● DOCUMENT EXCERPT:

>>>>>

Günter W. Lugmair, 1940–2021
Günter W. Lugmair did pioneering work in isotope geochemistry and was most recently Emeritus in the Geosciences Research Division. Lugmair was born in 1940 in Wels, Austria. He studied physics and obtained his doctorate in 1968 at the University of Vienna. From 1965 to 1968, he worked at the Max Planck Institute for Chemistry in Mainz, Germany. In 1968, he immigrated to the United States, where he became a research chemist at the University of California (UC), San Diego. He returned to Germany to become Director of the Department of Cosmochemistry at the Max Planck Institute for Chemistry in 1996. After his retirement in 2005, he returned to California and was named Distinguished Research Scientist at UC San Diego, becoming Emeritus in 2007.
He made significant contributions to understanding the genesis of the solar system and profoundly influenced the evolution of isotope geochemistry. In 1974, he developed a mass spectrometric method for determining the age of lunar and meteorite specimens, which is now considered one of the most reliable and widely used techniques for dating terrestrial rocks and explaining their history. He proved the former existence of a certain samarium isotope in meteorites and thereby answered questions about the early history of our solar system. Lugmair made important contributions to our knowledge of the formation processes of chemical elements in stars by determining the isotopic composition of trace metals with unprecedented precision. He also succeeded in determining the age of our solar system precisely at 4.57 billion years. In 1998, he found evidence of the extraterrestrial origin of the iridium anomaly. It is considered an indication of the impact hypothesis, which traces the extinction of many large animal species about 65 million years ago to the consequences of a meteorite impact.

<<<<<

Stored data entries:
>>>>>

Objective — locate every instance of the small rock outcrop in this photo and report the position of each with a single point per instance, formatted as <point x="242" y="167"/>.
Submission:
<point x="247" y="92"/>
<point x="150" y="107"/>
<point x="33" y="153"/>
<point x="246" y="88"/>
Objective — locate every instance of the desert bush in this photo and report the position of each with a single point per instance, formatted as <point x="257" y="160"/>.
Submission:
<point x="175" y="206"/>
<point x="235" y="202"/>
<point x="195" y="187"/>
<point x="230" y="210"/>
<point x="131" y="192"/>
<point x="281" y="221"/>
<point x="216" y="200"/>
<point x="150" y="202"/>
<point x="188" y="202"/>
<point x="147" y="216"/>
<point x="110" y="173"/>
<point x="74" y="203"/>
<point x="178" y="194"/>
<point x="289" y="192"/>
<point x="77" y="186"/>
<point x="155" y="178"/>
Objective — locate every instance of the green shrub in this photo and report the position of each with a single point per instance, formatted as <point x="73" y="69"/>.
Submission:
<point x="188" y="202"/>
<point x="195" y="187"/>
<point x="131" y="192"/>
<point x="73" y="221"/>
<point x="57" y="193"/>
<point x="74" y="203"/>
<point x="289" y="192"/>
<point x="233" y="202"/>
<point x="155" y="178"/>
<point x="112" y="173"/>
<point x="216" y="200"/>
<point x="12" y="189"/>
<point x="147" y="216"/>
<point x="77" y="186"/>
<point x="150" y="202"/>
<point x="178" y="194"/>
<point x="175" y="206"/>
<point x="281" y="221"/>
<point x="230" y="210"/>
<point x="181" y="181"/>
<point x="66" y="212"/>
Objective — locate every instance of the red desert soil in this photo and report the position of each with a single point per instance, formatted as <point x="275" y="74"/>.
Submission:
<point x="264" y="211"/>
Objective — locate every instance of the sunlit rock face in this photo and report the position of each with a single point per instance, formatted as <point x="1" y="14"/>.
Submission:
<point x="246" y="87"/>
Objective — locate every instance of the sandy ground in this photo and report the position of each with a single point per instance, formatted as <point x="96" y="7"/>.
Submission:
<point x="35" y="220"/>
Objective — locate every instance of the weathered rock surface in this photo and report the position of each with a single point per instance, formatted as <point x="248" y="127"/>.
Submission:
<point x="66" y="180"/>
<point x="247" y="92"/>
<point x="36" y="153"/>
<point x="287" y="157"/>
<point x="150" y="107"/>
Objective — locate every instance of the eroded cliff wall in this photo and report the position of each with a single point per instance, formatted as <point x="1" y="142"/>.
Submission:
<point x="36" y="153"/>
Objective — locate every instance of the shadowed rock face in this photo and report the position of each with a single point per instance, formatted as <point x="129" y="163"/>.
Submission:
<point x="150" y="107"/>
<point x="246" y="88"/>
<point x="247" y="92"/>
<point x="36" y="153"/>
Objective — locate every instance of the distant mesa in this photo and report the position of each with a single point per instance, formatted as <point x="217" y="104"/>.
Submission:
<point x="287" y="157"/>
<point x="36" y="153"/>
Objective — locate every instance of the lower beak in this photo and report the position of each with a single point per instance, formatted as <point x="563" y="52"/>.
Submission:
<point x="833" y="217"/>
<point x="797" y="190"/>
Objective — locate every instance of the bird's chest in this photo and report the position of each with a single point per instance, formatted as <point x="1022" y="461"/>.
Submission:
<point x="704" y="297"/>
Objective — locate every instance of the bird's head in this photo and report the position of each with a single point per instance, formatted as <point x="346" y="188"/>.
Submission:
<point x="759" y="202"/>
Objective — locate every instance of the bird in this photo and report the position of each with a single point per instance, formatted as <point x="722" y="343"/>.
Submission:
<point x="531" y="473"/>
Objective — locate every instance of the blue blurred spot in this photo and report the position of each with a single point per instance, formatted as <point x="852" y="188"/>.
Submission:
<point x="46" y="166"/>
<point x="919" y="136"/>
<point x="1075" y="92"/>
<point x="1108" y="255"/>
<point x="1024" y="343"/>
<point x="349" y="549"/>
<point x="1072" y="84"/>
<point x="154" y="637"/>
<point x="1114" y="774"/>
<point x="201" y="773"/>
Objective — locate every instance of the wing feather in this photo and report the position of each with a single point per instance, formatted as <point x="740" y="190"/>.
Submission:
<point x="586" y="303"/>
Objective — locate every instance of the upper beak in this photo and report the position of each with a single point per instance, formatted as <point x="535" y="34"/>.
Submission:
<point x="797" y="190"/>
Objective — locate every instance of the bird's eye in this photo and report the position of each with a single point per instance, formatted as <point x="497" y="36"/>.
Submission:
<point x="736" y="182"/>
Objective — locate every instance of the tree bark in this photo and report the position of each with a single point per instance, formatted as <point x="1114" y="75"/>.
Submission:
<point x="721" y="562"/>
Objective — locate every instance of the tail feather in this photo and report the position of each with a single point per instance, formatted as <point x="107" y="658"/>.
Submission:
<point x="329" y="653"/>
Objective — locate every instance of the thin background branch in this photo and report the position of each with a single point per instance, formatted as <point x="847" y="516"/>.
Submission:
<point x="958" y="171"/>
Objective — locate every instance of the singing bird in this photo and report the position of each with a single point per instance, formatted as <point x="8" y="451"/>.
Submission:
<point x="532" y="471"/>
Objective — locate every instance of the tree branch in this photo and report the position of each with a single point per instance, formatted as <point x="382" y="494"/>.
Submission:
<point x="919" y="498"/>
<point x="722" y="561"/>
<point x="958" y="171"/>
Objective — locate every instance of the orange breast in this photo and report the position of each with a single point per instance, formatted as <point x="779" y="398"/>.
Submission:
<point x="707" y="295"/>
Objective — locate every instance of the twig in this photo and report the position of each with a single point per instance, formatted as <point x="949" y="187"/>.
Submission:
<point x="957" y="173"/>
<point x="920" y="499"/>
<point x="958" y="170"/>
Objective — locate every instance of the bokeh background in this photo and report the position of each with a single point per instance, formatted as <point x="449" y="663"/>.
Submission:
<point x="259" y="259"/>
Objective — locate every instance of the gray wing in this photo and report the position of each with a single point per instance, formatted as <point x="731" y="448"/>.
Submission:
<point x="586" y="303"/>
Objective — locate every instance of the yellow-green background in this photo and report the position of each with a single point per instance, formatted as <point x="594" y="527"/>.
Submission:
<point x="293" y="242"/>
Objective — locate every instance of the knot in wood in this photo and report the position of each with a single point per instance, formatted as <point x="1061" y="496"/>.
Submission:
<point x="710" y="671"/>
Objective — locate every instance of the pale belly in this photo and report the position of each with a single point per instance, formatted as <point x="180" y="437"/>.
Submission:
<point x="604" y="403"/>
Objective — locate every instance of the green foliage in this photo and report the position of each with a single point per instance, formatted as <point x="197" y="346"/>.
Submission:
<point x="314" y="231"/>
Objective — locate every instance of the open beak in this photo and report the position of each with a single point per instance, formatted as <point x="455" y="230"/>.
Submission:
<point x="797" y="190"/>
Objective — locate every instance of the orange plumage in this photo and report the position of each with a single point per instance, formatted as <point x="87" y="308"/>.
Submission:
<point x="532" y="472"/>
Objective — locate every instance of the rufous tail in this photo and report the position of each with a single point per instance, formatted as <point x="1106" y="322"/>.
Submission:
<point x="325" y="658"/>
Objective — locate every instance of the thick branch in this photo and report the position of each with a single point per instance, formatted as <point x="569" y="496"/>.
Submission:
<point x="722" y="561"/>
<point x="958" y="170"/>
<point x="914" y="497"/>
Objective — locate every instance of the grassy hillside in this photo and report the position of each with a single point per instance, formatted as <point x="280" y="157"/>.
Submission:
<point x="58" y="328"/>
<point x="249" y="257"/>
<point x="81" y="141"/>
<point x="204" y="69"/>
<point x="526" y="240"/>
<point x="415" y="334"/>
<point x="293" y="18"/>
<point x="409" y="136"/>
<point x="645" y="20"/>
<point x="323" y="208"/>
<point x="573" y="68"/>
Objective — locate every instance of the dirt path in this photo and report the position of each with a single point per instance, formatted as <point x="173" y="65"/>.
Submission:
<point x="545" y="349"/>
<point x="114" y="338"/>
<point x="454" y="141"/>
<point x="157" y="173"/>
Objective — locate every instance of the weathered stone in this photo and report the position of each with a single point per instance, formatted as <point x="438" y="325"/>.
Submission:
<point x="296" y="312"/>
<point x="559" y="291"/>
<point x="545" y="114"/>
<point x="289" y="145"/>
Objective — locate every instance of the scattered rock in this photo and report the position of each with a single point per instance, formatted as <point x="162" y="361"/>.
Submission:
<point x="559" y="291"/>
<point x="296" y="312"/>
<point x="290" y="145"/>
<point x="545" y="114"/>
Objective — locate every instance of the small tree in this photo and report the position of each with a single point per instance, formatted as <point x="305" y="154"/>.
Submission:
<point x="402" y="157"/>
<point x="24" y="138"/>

<<<<<

● REQUIRED ACTIONS:
A. According to the Lugmair biography, in what year did he become Director of the Department of Cosmochemistry at the Max Planck Institute for Chemistry?
B. Continue the Lugmair biography from where it stops.
The listing is not needed for this work.

● RESPONSES:
A. He became Director in 1996.

B.
Lugmair’s work was recognized internationally. During his career, he received awards from NASA, the National Academy of Science, and the Meteorological Society. He was the recipient of the Geochemical Society’s V. M. Goldschmidt Award, given for major achievements in geochemistry or cosmochemistry. He was also a fellow of the American Geophysical Union and a member of Academia Europaea.